• [Short problem 1]
From the Controlling Fallacy post, write out the passage from "Your in a deep" up to and including "it never works.".
• [Short problem 2]
Answer these questions using the Controlling Fallacy post:
(a) What date is given for the post?
(b) According to the final paragraph, what day "is the same story"?
(c) What two ways of exploding are named before "etc..."?
• [Short problem 3]
List, in order, every word ending in "-ing" in the paragraph of the Controlling Fallacy post that begins "Your in a deep pressure".

• [Selected text]

"  A Study made in search of my true self which deals with day-to-day things that leave their mark on me"

Thursday, October 23, 2008

Controlling Fallacy

Your in a deep pressure as the final date for submission of your project or goal eve is nearing but nothing is working and. So, you start talking to your team, telling them how to make things work faster, but which of course does no good and you're just beside yourself by the time you do get home.

When you come home and see everything is messed and feel it is a disaster.
Your spouse starts complaining about something, or keeps on asking you something or your unable to find the things handy as you find everything in the house is a mess and then you start to explode by shouting, getting angry etc...

And tomorrow is the same story. It seems that no matter how hard you try to get your spouse to do things the way you want them to, it never sticks—just like no matter how loudly you tell other team members how they should work , it never works.

• [Data records]
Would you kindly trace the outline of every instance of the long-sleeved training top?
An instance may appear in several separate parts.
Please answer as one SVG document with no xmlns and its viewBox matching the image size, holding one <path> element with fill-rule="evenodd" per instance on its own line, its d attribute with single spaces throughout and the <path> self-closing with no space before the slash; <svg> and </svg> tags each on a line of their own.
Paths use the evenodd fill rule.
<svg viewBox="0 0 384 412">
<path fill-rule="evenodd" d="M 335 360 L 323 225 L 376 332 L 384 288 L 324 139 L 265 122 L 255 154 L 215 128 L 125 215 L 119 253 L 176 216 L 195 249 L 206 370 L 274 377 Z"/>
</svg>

• [Reply 1]
Your in a deep pressure as the final date for submission of your project or goal eve is nearing but nothing is working and. So, you start talking to your team, telling them how to make things work faster, but which of course does no good and you're just beside yourself by the time you do get home.

When you come home and see everything is messed and feel it is a disaster.
Your spouse starts complaining about something, or keeps on asking you something or your unable to find the things handy as you find everything in the house is a mess and then you start to explode by shouting, getting angry etc...

And tomorrow is the same story. It seems that no matter how hard you try to get your spouse to do things the way you want them to, it never sticks—just like no matter how loudly you tell other team members how they should work , it never works.

• [Reply 2]
(a) Thursday, October 23, 2008
(b) Tomorrow
(c) Shouting and getting angry

• [Reply 3]
nearing, nothing, working, talking, telling